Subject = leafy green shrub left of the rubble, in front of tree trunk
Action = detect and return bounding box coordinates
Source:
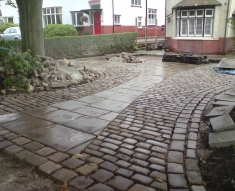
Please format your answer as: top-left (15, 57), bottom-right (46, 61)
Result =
top-left (0, 41), bottom-right (42, 90)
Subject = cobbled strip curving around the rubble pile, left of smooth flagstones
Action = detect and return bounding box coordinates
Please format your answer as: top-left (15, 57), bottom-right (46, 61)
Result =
top-left (0, 58), bottom-right (140, 115)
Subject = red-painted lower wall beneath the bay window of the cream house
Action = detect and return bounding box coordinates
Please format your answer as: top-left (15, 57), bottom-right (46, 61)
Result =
top-left (166, 37), bottom-right (235, 54)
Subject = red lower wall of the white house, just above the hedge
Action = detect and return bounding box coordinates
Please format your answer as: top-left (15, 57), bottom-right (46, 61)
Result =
top-left (77, 25), bottom-right (165, 37)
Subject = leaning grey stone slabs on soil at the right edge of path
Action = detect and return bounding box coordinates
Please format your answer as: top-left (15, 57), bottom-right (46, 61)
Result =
top-left (206, 89), bottom-right (235, 148)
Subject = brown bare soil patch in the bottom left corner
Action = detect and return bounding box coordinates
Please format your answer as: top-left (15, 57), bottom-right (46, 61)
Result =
top-left (0, 153), bottom-right (61, 191)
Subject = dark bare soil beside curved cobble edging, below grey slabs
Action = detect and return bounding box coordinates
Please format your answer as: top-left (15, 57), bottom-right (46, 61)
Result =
top-left (197, 104), bottom-right (235, 191)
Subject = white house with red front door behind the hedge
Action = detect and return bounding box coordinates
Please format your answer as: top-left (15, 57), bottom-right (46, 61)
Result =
top-left (0, 0), bottom-right (165, 36)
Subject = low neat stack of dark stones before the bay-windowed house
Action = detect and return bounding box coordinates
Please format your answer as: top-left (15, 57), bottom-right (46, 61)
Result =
top-left (162, 54), bottom-right (209, 64)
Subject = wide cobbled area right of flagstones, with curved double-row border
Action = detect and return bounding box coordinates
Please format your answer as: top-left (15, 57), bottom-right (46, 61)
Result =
top-left (81, 65), bottom-right (235, 190)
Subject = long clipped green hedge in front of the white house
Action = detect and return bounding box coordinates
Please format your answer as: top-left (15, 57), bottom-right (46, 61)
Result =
top-left (7, 33), bottom-right (137, 58)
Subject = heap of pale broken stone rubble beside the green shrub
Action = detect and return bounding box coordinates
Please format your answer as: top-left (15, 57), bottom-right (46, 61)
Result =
top-left (0, 58), bottom-right (100, 94)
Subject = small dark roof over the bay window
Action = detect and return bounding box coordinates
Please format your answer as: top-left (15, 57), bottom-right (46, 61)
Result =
top-left (173, 0), bottom-right (222, 9)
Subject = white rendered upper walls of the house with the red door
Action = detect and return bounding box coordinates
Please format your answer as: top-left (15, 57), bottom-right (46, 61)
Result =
top-left (0, 0), bottom-right (165, 26)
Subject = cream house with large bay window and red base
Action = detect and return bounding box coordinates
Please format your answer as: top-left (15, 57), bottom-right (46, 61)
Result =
top-left (166, 0), bottom-right (235, 54)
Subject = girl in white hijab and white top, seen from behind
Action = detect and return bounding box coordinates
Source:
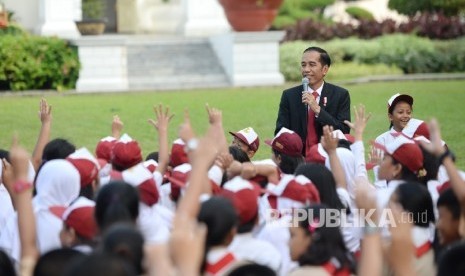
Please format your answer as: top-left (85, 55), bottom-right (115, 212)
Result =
top-left (0, 159), bottom-right (80, 262)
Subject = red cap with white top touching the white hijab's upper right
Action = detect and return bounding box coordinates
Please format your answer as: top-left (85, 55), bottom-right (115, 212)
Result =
top-left (66, 148), bottom-right (100, 187)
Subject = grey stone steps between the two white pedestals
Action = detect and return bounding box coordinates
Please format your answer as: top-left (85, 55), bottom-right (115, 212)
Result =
top-left (127, 40), bottom-right (230, 90)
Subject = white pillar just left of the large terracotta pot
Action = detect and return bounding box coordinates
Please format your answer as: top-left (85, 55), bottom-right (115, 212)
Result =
top-left (183, 0), bottom-right (231, 37)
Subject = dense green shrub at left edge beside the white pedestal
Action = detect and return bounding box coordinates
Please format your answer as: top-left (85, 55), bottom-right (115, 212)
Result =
top-left (0, 35), bottom-right (80, 90)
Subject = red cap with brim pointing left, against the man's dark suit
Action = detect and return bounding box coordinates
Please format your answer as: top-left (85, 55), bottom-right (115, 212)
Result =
top-left (265, 127), bottom-right (303, 156)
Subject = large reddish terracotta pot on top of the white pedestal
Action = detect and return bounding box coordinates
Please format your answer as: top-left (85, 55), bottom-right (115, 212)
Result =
top-left (219, 0), bottom-right (283, 32)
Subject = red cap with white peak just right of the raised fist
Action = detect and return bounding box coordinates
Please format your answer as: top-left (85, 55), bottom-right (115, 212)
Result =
top-left (111, 134), bottom-right (142, 169)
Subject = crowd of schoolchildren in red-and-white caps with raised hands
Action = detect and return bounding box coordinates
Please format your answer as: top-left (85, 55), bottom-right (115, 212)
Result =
top-left (0, 94), bottom-right (465, 276)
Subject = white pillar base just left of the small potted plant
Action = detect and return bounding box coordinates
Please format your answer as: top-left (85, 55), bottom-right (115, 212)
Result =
top-left (36, 0), bottom-right (81, 38)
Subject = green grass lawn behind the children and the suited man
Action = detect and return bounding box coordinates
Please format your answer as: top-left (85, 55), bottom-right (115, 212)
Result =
top-left (0, 80), bottom-right (465, 167)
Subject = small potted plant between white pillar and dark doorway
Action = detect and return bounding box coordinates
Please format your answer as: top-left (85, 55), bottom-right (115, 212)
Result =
top-left (76, 0), bottom-right (105, 35)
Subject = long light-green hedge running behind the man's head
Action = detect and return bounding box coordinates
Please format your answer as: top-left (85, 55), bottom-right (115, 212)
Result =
top-left (280, 34), bottom-right (465, 81)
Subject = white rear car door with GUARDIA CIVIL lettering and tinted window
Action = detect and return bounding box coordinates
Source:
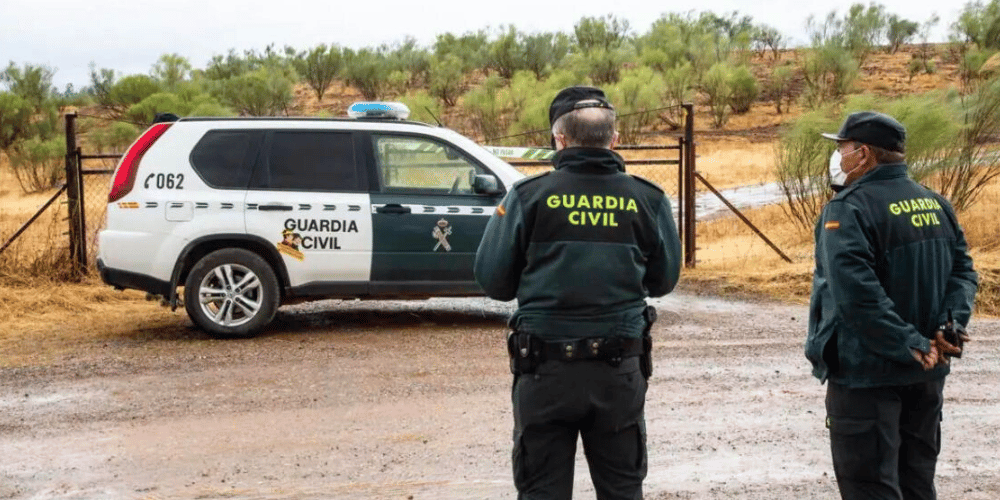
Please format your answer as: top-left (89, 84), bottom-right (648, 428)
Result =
top-left (246, 128), bottom-right (372, 296)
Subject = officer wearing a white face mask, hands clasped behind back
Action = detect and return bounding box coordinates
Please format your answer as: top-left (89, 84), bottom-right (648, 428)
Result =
top-left (805, 111), bottom-right (978, 500)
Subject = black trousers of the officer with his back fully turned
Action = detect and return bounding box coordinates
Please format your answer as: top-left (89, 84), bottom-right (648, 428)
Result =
top-left (511, 357), bottom-right (647, 500)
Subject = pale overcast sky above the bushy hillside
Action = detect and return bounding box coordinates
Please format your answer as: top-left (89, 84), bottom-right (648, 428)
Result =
top-left (0, 0), bottom-right (964, 90)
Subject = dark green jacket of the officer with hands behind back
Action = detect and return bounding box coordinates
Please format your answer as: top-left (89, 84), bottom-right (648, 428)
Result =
top-left (805, 163), bottom-right (978, 388)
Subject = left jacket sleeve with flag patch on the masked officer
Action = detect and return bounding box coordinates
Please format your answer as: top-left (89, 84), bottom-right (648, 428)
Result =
top-left (816, 200), bottom-right (930, 364)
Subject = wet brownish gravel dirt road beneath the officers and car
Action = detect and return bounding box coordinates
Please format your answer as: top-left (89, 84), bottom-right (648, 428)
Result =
top-left (0, 293), bottom-right (1000, 500)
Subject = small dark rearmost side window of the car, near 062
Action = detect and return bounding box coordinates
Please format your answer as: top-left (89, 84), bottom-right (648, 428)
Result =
top-left (191, 130), bottom-right (262, 189)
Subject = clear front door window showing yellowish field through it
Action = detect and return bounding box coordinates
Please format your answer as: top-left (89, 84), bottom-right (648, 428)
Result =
top-left (374, 135), bottom-right (485, 194)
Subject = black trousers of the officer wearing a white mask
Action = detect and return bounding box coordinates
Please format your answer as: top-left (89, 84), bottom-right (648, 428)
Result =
top-left (826, 378), bottom-right (944, 500)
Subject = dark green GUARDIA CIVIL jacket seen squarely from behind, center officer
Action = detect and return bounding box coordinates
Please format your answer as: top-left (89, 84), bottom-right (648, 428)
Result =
top-left (475, 148), bottom-right (680, 340)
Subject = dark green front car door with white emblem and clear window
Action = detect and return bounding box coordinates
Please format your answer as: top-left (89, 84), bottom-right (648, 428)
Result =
top-left (371, 133), bottom-right (502, 296)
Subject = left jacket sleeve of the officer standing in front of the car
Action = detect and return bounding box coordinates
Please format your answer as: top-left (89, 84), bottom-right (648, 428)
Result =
top-left (473, 189), bottom-right (527, 301)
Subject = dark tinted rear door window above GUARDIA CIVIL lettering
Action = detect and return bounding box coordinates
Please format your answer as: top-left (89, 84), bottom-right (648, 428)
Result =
top-left (254, 130), bottom-right (361, 191)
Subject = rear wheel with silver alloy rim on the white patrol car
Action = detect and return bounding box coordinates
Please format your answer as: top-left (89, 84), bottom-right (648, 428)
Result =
top-left (184, 248), bottom-right (280, 338)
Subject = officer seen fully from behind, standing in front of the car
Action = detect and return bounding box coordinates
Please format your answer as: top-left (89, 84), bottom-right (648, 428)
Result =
top-left (475, 87), bottom-right (680, 499)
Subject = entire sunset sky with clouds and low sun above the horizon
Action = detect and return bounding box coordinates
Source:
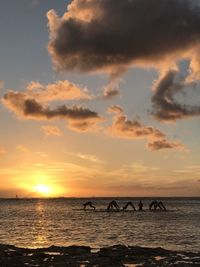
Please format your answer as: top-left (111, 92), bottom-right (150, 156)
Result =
top-left (0, 0), bottom-right (200, 197)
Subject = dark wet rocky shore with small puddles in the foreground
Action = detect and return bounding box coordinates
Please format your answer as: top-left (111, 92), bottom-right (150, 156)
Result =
top-left (0, 245), bottom-right (200, 267)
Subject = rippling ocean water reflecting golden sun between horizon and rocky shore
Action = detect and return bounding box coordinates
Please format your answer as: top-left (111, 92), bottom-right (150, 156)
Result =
top-left (0, 198), bottom-right (200, 252)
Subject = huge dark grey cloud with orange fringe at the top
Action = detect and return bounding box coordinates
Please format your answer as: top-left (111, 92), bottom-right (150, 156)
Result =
top-left (47, 0), bottom-right (200, 73)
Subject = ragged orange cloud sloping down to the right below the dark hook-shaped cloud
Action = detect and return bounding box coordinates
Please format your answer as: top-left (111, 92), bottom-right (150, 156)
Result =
top-left (107, 106), bottom-right (184, 151)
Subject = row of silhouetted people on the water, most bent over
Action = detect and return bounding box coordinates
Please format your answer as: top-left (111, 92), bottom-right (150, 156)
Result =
top-left (83, 200), bottom-right (167, 211)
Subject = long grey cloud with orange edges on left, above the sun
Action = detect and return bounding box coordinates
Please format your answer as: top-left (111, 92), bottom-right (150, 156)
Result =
top-left (2, 91), bottom-right (104, 132)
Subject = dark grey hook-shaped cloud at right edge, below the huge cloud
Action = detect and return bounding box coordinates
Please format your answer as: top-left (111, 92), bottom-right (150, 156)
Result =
top-left (152, 69), bottom-right (200, 121)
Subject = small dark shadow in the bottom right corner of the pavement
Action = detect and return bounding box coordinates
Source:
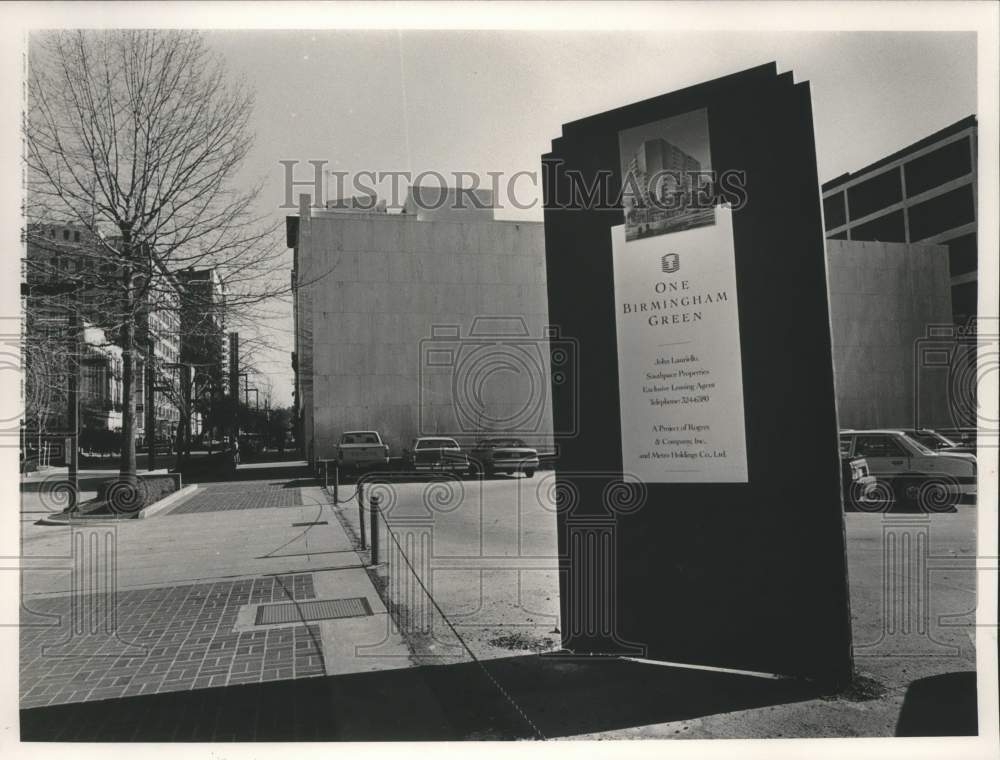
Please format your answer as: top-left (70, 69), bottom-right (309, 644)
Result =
top-left (896, 671), bottom-right (979, 736)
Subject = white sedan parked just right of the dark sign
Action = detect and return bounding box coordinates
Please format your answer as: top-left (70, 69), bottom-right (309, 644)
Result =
top-left (840, 429), bottom-right (976, 511)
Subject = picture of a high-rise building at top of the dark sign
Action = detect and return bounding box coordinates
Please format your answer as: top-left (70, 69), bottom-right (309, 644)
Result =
top-left (618, 109), bottom-right (715, 240)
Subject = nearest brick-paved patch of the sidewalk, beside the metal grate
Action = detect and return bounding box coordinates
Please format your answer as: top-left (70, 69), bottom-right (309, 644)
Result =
top-left (20, 572), bottom-right (325, 708)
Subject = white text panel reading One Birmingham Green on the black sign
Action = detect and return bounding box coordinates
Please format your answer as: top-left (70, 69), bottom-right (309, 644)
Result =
top-left (611, 207), bottom-right (748, 483)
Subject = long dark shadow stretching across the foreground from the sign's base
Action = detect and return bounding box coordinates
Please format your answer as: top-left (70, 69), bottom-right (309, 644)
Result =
top-left (21, 655), bottom-right (820, 741)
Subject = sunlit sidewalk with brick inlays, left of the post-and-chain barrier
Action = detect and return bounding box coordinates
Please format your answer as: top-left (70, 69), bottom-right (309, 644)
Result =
top-left (20, 470), bottom-right (410, 708)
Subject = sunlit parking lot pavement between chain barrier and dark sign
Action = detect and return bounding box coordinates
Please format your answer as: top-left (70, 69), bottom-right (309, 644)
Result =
top-left (328, 472), bottom-right (560, 665)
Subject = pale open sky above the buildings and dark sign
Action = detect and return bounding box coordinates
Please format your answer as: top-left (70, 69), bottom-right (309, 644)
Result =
top-left (207, 30), bottom-right (976, 404)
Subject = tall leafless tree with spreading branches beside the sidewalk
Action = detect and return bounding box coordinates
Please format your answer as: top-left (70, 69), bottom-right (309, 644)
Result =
top-left (24, 30), bottom-right (288, 482)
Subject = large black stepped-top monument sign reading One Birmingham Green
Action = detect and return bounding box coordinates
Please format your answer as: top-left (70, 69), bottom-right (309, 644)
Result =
top-left (543, 64), bottom-right (852, 683)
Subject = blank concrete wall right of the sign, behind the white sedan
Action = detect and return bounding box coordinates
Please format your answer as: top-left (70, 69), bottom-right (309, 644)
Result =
top-left (826, 240), bottom-right (954, 428)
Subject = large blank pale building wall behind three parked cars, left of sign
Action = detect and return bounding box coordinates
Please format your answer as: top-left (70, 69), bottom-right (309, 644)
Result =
top-left (288, 193), bottom-right (552, 459)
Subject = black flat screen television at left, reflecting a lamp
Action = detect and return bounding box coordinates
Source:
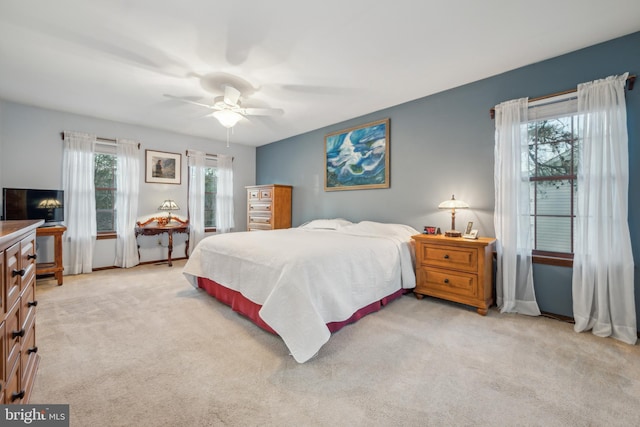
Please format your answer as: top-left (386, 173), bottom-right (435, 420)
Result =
top-left (2, 188), bottom-right (64, 225)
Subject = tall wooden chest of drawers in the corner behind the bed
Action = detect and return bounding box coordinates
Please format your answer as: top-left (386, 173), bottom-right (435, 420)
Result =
top-left (245, 184), bottom-right (293, 231)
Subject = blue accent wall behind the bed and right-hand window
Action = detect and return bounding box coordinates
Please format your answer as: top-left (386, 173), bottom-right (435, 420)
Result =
top-left (256, 32), bottom-right (640, 330)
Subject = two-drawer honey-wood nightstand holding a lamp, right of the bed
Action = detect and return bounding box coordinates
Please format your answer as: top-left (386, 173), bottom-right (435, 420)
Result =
top-left (413, 234), bottom-right (495, 316)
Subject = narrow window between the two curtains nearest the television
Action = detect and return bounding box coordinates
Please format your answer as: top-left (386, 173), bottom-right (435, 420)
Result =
top-left (94, 152), bottom-right (118, 234)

* **EXERCISE OBJECTIVE**:
From the entries, report every line in which the string "sidewalk" occurs.

* **EXERCISE SOLUTION**:
Subject = nearest brick-paved patch of the sidewalk, beside the metal grate
Subject = sunlit sidewalk with brick inlays, left of the post-and-chain barrier
Subject = tall leafless tree with spreading branches beside the sidewalk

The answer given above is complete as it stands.